Copy all the entries word for word, but omit the pictures.

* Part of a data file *
•••
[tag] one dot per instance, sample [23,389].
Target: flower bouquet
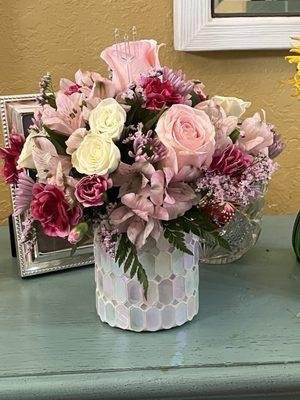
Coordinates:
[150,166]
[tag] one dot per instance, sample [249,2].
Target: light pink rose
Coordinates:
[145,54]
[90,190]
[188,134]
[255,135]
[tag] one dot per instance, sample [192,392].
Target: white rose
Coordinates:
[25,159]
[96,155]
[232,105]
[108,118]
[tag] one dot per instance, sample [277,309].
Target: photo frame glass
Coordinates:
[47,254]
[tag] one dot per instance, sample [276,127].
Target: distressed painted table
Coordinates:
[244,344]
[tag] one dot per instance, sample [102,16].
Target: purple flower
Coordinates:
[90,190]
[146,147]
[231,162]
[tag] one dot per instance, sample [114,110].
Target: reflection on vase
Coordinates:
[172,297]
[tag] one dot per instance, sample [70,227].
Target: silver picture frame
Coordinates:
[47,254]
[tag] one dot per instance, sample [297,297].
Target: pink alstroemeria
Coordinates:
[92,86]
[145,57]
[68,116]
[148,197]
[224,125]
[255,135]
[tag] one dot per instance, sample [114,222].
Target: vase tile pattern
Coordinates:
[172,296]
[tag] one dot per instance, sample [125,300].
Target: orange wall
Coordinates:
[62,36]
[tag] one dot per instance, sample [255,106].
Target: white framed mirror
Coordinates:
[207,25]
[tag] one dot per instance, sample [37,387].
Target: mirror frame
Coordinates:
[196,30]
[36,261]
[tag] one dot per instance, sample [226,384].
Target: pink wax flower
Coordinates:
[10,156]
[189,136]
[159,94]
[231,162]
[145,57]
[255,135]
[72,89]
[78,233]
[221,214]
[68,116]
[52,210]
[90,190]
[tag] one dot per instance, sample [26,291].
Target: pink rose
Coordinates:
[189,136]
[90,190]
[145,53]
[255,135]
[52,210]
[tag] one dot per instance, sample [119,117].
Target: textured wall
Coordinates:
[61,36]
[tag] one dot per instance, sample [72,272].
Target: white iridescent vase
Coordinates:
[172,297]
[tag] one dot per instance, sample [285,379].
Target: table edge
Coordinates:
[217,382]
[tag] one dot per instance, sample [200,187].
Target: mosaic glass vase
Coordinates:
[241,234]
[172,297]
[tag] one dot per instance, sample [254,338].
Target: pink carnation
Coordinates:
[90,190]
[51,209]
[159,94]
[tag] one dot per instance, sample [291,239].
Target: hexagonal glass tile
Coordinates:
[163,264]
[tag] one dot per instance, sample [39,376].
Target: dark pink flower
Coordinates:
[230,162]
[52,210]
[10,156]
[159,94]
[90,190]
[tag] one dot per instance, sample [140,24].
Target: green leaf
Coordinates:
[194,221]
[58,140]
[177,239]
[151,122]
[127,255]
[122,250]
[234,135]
•••
* CORRECT RESPONSE *
[tag] one dot per instance, sample [23,389].
Target: flower bouquet
Coordinates:
[150,166]
[tag] one dot per instance, sample [249,2].
Target: light pink rose
Coordinates:
[145,54]
[90,190]
[188,134]
[255,135]
[tag] one dot per instance, sample [192,392].
Target: white rose
Coordinates:
[25,159]
[96,155]
[232,105]
[108,118]
[tag] one dot per instance, sample [277,309].
Target: photo frame glass
Coordinates:
[47,254]
[tag] one dot per instance, sample [276,127].
Target: distressed painted table
Coordinates:
[244,344]
[tag] one dot per instance, sample [102,16].
Target: purple flower
Coordinates:
[90,190]
[146,147]
[231,162]
[tag] one dot per instance, sample [114,110].
Target: reflection on vase
Coordinates:
[172,297]
[tag] one dot per instance, sample [70,227].
Target: silver picture frame
Coordinates:
[47,254]
[tag] one dot per instance, sample [297,297].
Target: pink alstroemeria
Coordinates:
[92,86]
[145,57]
[68,116]
[148,197]
[224,125]
[255,135]
[tag] one dot per instance, sample [114,222].
Target: vase tile pattern
Coordinates:
[172,296]
[tag] one dot per instance, sample [125,300].
Target: orange wall
Coordinates:
[62,36]
[tag] one dot per instance, sample [255,106].
Target: white framed mirror
Coordinates:
[207,25]
[tag] one dot per instance, sample [37,387].
Target: mirror frame
Coordinates:
[196,30]
[36,261]
[tag] one dot per instance, sample [226,384].
Target: pink wax flower
Coordinates:
[10,156]
[189,136]
[159,94]
[231,162]
[145,57]
[255,135]
[72,89]
[78,233]
[221,214]
[68,116]
[52,210]
[90,190]
[tag] one dot per instance, sample [26,291].
Target: pink rose
Coordinates:
[189,136]
[90,190]
[145,53]
[255,135]
[52,210]
[tag] one dot per instance, sample [119,117].
Target: textured wall
Coordinates:
[61,36]
[tag] one dot per instance, sample [72,272].
Target: white iridescent vase
Coordinates:
[172,297]
[tag] one dot per instance, sample [285,379].
Target: table edge
Coordinates:
[217,382]
[tag] one dot per instance, sample [200,187].
Target: mosaic glass vase
Coordinates:
[241,234]
[172,297]
[tag] one dot per instance, sample [254,338].
Target: pink carnation
Coordinates:
[90,190]
[51,209]
[159,94]
[tag] one dot per instance, sample [291,239].
Target: hexagonal glass tile
Coordinates:
[163,264]
[tag] one dot per instance, sample [39,376].
Target: dark pink flower
Coordinates:
[230,162]
[52,210]
[10,156]
[159,94]
[90,190]
[tag] one dot per instance, sample [140,24].
Target: green leaf
Coordinates:
[194,221]
[58,140]
[177,239]
[151,122]
[127,255]
[122,250]
[234,135]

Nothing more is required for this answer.